**READING TEXT**
# Projectile motion with differing heights

Hedgehog1

## Homework Statement

A cannon is fired at a target on a cliff that is 400 meters away. The cliff has an elevation of 150 meters relative to the cannon. The initial velocity of the cannonball is 100 m/s. Ignoring wind resistance calculate the two possible angles and their respective times.
X= 400m
Y=150m
V_naught=100m/s
A= -9.81 m/s^2

## Homework Equations

Time X = Time Y

X=V_naught*cos(theta)*t
Y= V_naught*sin(theta)*t - 0.5*a(t)^2

1/(cos(theta)0^2=1+ (tan(theta))^2

## The Attempt at a Solution

t= 400/100cos(theta)

0= -0.5*a(t)^2 + V_naught*sin(theta)*t -150

0= -0.5*a(400/100cos(theta))^2 + V_naught*sin(theta)*400/100cos(theta) -150

I get stuck here. I'm not really quite sure what to do next. I'm pretty sure I have to use the quadratic equation, but don't know how.

Homework Helper
Hi Hedgehog, welcome to PF.

Substitute vnought=100 into your equation and simplify. You also know that a=g, the gravitational acceleration.

ehild

Hedgehog1

I substituted all my v0=100 and simplified to get this:

-0.5*-9.81(16/1+(tan(theta))^2) + 400*tan(theta) -150=0

Edit:
I'm not sure entirely how I would simplify further.

Homework Helper
Your equation Y= V0*sin(theta)*t - 0.5*a(t)^2 is a bit incorrect, it has to be Y= V0*sin(theta)*t + 0.5*a(t)^2, with a=-9.81 m/s^2.
Using the parentheses correctly, you get
-0.5*9.81*16(1/cos2(θ))+ 400*tan(θ) -150=0.
You wrote among the relevant equations that 1/cos2(θ)=1+tan2(θ). Use it, substitute 1+tan2(θ)for 1/cos2(θ). You get a quadratic equation for tan(θ).

ehild

Hedgehog1
Thank you for your help! I understand what to do now.

Homework Helper
Thank you for your help! I understand what to do now.

You are welcome

ehild

**STORED ROWS**
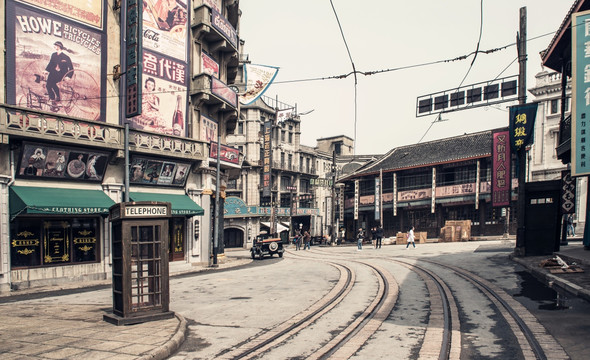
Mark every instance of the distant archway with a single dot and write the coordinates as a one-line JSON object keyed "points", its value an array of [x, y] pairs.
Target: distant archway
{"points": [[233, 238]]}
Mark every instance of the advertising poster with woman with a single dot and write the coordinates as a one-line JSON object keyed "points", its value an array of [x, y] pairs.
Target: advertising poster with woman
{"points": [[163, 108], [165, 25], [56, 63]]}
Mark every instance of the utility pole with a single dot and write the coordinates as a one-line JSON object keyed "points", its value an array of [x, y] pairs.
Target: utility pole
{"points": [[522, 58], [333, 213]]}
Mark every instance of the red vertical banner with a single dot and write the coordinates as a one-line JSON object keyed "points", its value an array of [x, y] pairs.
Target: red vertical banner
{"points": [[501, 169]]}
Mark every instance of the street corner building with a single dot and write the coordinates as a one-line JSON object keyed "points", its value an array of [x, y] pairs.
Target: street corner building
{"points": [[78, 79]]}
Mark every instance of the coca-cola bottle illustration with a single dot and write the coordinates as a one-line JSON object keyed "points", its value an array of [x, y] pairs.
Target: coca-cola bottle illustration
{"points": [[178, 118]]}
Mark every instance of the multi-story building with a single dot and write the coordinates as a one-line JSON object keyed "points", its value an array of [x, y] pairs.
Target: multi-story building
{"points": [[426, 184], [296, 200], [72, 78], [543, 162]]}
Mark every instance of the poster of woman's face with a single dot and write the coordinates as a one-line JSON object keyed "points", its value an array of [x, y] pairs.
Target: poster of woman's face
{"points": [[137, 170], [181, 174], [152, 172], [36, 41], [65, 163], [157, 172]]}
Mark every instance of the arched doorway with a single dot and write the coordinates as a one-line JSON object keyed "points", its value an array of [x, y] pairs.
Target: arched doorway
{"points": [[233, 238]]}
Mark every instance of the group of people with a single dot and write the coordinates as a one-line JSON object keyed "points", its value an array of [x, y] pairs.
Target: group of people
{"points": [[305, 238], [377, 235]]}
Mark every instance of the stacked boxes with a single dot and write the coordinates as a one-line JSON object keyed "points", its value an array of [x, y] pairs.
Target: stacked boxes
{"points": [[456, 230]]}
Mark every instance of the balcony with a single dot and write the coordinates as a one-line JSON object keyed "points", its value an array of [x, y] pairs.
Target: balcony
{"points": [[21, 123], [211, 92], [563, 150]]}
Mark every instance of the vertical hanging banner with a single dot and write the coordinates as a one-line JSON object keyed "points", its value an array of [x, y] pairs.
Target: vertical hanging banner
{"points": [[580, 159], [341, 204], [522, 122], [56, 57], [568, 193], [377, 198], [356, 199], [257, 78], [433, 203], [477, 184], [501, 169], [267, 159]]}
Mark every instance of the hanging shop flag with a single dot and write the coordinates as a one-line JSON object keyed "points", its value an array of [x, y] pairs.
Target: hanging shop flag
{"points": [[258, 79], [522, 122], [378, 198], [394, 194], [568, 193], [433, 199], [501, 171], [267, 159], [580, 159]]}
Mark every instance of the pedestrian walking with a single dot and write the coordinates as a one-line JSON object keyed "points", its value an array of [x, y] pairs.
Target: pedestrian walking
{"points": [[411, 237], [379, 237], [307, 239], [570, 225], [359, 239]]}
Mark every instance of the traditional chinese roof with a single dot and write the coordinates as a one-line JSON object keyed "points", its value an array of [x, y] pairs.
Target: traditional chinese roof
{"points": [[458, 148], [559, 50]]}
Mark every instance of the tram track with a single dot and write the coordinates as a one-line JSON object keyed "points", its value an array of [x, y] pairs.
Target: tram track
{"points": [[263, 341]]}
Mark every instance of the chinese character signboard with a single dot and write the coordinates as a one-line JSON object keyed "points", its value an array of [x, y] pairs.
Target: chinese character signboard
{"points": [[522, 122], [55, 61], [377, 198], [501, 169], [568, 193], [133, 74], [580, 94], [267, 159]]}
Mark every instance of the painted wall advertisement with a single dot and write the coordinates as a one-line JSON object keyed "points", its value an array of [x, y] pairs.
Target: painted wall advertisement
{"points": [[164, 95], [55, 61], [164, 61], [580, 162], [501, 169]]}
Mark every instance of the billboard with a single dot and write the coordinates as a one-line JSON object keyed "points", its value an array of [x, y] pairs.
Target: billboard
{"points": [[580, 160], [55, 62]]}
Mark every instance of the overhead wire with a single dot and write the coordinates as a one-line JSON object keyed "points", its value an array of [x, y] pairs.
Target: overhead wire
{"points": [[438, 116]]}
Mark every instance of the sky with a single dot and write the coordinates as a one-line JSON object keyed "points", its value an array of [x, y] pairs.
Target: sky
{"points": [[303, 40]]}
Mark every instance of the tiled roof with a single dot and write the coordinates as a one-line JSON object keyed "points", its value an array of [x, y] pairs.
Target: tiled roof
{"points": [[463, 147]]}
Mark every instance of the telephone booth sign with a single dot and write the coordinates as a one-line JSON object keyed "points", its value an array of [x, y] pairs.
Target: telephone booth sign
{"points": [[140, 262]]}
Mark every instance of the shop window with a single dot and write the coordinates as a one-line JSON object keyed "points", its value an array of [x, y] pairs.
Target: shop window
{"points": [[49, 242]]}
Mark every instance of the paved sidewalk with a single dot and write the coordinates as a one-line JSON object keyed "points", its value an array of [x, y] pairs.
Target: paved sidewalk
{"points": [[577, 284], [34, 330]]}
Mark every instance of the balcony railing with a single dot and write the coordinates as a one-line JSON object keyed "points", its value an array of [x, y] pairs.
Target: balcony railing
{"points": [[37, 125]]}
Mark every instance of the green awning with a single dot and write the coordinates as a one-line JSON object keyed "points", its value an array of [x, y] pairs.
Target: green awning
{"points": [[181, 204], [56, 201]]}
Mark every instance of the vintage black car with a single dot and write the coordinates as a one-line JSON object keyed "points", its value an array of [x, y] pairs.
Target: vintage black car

**REQUESTS**
a) Retype everything in the projectile motion thread above from "Time X = Time" down to "t= 400/100cos(theta)".
b) Render this sentence from the projectile motion thread in Spanish: "The cliff has an elevation of 150 meters relative to the cannon."
c) Decide whether each statement agrees with the projectile motion thread, answering yes or no and quoting the words that settle it: (i) The cannonball leaves the cannon at 100 m/s. (ii) The target stands 150 meters away from the cannon. (iii) The helper says the substitution leads to a quadratic equation for tan(θ).

**ANSWER LIST**
a)
Time X = Time Y

X=V_naught*cos(theta)*t
Y= V_naught*sin(theta)*t - 0.5*a(t)^2

1/(cos(theta)0^2=1+ (tan(theta))^2

## The Attempt at a Solution

t= 400/100cos(theta)

b) El acantilado tiene una elevación de 150 metros con respecto al cañón.

c)
(i) Yes: "The initial velocity of the cannonball is 100 m/s."
(ii) No: "A cannon is fired at a target on a cliff that is 400 meters away."
(iii) Yes: "You get a quadratic equation for tan(θ)."